(Aufgaben):
- a) Fasse den Text über Göhrings Haft und Flucht in zwei Sätzen zusammen.
- b) Schreibe den Text über Göhrings Haft und Flucht im Anschluss an seinen letzten Satz weiter.

(Vorliegender Text):

Göhrings weiteres Schicksal bleibt im Dokuzentrum unerwähnt. Irma Göhring erzählt, dass er nach vierzehn Monaten in Einzelarrest zu zwei Jahren Haft verurteilt wurde. Die verbüßte er mit anderen Kommunisten im Nürnberger Zellenbau. Als er 1936 nicht nach Hause, sondern wieder zurück ins KZ geschickt wurde, trifft sein Vater der Schlag und er stirbt.

Nach über elf Jahren in Haft wird Göhring im November 1944 als Hilfssoldat der „Sturmbrigade Dirlewanger“ an die Ostfront geschickt. Bei einem Angriff gelingt es ihm, sich abzusetzen. In seiner ersten Nacht in Freiheit scheint, so steht es in seinen veröffentlichten Erinnerungen, der Vollmond hell auf den Schnee.

Fast unbeschwert sei er am nächsten Morgen durch „Feindesland“ gelaufen, bis er auf Russen in einem Forsthaus trifft. Von hinten spricht er einen Soldaten auf Russisch an, der gerade sein Pferd striegelt: „Ich bin deutscher Soldat und kämpfe nicht.“ Vor Schreck fällt dem Mann die Bürste aus der Hand.

(Bereitgestelltes Material):

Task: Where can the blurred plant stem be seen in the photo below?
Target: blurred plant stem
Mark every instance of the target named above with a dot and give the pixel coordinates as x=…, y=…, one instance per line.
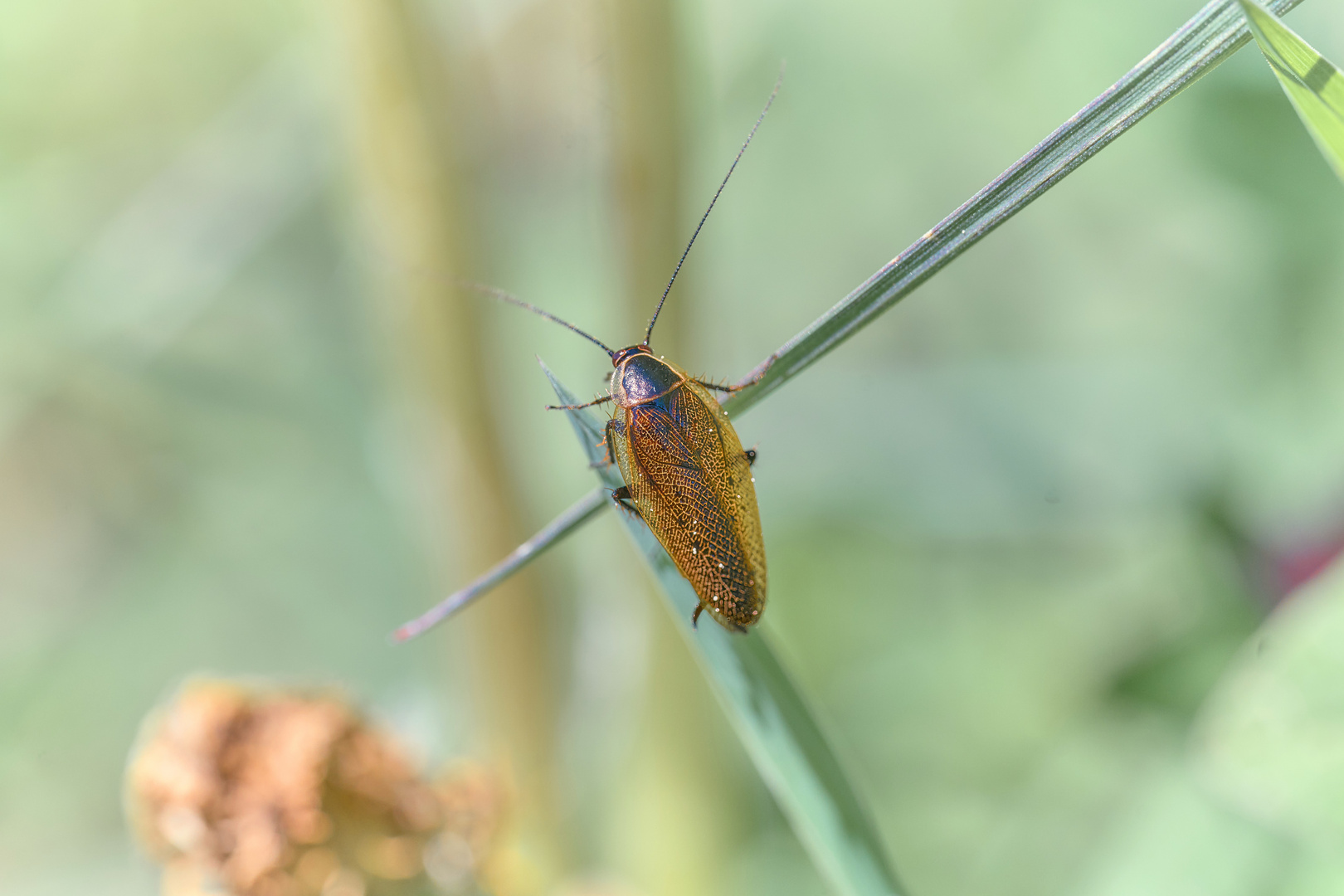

(Ergebnisse in Reihenfolge):
- a) Nach vierzehn Monaten Einzelarrest und zwei Jahren Haft wurde Göhring 1936 nicht nach Hause, sondern zurück ins KZ geschickt, woraufhin sein Vater starb. Nach über elf Jahren Haft kam er im November 1944 als Hilfssoldat der „Sturmbrigade Dirlewanger“ an die Ostfront, setzte sich bei einem Angriff ab und sprach in einem Forsthaus einen russischen Soldaten mit den Worten an, er sei deutscher Soldat und kämpfe nicht.

- b)
Er zeigte seiner Familie die Höhle

Fortan ist Göhring für Anti-NS-Propaganda zuständig. Mit einem Pferdewagen karrt er Lautsprecher und einen Plattenspieler an die Front. In den Weihnachtsnächten fordert er die deutschen Soldaten per Megafon auf: „Begebt euch in die Gefangenschaft der Roten Armee. Sie garantiert euch die einzige Möglichkeit zu überleben! Sie garantiert euch eine Behandlung, die sich an die Regeln der Genfer Friedenskommission hält!“

In den Wirren des Kriegsendes gerät Göhring selbst in russische Kriegsgefangenschaft, kann aber, obwohl er gesund ist, mit einem der ersten Krankentransporte im Oktober 1945 zurück in die Heimat.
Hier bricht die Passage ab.